Look through the data below and return each line where "white" appears.

***** RECORDS PROVIDED

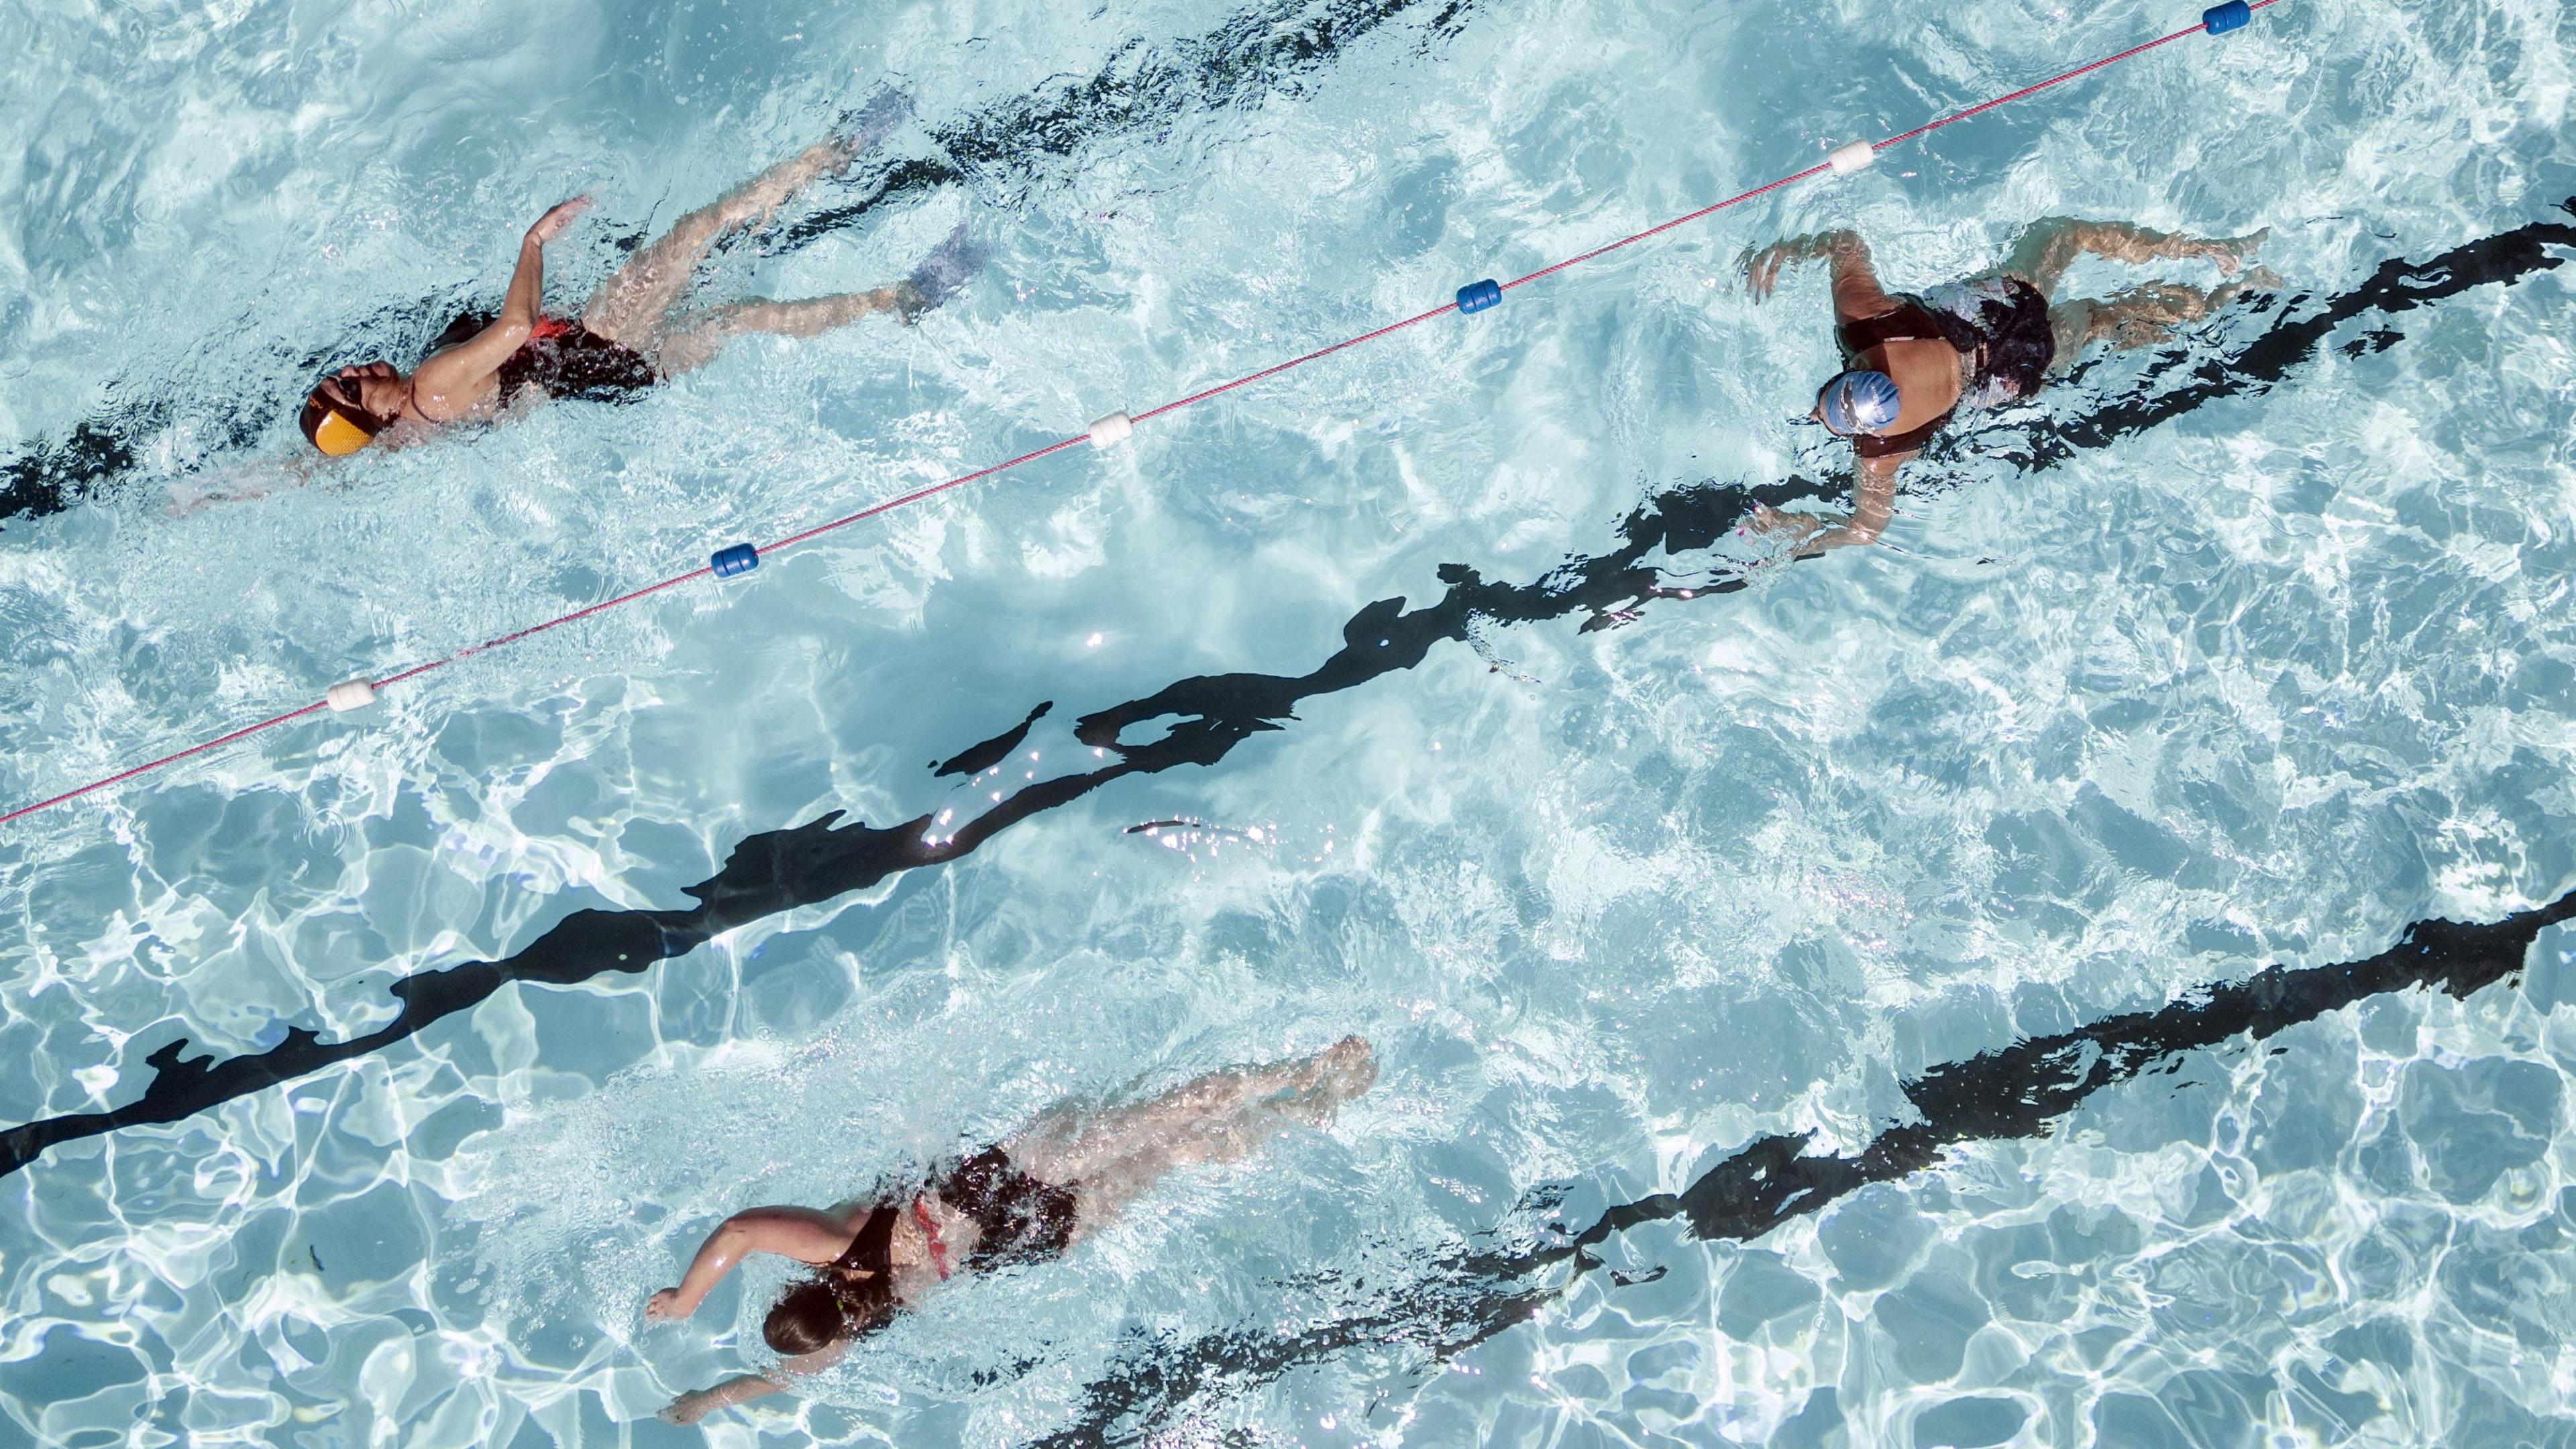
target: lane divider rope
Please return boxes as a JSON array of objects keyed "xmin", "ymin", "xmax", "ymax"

**********
***** RECORDS PROVIDED

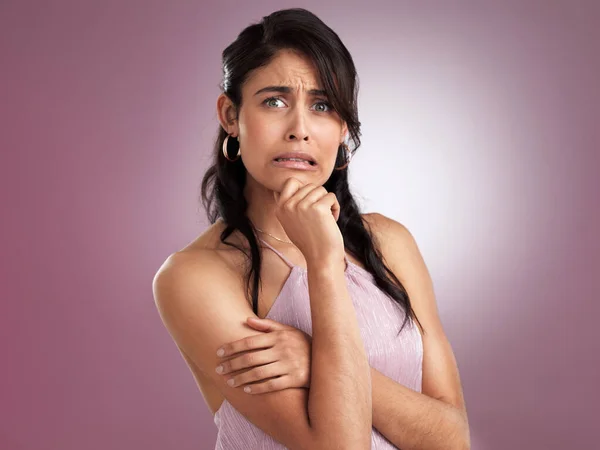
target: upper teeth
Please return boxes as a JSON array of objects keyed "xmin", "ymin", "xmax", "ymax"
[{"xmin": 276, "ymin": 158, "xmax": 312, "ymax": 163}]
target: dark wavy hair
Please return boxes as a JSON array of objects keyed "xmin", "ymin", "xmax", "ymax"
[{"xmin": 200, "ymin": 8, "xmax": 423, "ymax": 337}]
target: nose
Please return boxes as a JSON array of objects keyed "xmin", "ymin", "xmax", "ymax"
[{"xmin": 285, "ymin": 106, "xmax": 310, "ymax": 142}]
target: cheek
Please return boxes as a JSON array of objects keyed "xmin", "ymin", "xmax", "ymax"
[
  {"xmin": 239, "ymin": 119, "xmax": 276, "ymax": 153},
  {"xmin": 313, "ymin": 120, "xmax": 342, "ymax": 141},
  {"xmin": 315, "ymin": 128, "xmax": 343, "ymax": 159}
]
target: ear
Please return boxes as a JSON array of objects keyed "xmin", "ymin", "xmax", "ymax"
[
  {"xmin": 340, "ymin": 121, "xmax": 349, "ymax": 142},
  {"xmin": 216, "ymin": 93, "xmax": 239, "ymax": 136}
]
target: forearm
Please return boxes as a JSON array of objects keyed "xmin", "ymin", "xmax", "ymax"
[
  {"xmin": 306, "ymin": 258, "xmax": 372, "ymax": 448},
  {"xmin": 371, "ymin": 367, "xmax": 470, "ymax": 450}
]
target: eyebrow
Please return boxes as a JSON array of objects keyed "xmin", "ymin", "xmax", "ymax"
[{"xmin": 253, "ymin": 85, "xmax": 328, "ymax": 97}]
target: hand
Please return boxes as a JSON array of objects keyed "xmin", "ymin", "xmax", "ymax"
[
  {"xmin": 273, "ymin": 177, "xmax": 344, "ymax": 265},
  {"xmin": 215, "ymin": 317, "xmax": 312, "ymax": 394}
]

**********
***** RECORDS PROVIDED

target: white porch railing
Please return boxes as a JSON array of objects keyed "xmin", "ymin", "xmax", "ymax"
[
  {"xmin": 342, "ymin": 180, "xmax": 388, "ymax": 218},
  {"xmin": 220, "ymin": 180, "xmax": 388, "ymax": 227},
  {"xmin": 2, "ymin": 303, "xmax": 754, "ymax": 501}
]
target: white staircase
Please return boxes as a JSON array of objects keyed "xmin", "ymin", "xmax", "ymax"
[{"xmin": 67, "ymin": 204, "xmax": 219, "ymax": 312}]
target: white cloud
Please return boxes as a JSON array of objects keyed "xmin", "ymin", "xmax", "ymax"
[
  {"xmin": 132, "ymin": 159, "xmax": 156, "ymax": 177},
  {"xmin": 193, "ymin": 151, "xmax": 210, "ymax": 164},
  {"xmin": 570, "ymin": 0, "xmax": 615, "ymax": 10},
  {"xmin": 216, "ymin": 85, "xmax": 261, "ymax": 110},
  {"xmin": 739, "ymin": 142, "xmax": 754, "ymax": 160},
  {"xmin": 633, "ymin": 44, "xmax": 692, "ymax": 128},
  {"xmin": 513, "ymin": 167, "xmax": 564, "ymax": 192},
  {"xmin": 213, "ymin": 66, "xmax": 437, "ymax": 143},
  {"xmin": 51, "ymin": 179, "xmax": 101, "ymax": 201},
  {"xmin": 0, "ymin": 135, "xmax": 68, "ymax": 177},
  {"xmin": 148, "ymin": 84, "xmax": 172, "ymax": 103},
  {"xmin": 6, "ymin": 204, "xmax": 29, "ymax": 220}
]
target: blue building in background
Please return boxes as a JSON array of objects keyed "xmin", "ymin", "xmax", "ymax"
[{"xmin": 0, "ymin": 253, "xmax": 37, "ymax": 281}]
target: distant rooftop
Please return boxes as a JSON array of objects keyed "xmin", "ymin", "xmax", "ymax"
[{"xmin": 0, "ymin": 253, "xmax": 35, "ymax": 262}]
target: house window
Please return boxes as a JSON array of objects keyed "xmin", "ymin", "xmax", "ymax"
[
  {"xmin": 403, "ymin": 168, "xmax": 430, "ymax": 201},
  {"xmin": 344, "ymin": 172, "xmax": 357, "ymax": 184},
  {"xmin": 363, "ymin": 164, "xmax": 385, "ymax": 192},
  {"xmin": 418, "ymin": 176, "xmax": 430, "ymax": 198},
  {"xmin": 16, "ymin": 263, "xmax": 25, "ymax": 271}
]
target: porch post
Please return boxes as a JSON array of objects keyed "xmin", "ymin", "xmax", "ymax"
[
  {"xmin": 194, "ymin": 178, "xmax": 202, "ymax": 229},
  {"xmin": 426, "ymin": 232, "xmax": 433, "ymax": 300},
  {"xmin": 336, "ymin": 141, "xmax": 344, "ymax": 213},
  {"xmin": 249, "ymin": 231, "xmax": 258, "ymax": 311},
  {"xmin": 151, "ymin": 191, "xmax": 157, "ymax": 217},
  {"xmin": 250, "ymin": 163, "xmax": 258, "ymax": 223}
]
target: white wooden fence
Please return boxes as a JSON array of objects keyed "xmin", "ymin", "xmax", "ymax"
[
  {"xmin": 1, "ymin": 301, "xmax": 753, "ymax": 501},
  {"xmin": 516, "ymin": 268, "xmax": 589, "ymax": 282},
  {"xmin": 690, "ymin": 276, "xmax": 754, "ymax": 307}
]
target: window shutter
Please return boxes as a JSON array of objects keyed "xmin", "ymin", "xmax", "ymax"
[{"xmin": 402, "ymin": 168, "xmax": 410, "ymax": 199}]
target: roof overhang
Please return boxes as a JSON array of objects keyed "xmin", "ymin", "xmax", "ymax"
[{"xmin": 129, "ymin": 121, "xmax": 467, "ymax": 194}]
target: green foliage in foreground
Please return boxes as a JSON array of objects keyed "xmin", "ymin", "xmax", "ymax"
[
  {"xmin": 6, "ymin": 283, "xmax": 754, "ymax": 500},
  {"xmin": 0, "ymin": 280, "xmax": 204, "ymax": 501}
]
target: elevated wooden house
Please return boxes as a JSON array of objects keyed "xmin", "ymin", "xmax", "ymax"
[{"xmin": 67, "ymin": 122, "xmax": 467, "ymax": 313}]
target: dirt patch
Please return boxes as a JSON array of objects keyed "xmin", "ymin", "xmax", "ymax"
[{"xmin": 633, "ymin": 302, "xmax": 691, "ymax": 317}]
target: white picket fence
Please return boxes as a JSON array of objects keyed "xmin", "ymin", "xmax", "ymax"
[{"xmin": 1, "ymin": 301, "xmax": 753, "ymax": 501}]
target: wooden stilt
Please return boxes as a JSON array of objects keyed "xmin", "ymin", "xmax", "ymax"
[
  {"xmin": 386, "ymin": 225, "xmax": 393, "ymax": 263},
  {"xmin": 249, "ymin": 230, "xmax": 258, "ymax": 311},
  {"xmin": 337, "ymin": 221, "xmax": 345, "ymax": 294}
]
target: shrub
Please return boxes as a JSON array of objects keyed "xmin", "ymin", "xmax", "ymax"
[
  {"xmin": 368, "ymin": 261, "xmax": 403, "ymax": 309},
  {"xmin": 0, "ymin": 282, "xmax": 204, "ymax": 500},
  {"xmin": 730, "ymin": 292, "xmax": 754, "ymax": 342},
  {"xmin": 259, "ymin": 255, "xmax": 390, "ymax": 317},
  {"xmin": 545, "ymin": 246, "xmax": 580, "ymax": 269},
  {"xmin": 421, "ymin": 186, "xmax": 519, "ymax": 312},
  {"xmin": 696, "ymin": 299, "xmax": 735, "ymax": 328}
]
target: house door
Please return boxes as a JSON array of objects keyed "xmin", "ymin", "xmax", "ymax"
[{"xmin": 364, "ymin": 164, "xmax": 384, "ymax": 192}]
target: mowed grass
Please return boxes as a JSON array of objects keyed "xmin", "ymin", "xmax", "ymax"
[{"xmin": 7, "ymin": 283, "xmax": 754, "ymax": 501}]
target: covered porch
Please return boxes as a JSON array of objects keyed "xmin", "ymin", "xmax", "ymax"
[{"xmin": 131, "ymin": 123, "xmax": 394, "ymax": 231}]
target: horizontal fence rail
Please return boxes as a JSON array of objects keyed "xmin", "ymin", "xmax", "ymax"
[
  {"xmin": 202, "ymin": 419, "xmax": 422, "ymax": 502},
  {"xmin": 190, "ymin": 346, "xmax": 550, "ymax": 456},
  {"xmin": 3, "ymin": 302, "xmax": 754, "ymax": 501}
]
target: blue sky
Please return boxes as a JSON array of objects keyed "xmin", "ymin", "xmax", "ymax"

**********

§ YOUR SOLUTION
target: white porch railing
target: white staircase
target: white cloud
target: white wooden fence
target: white picket fence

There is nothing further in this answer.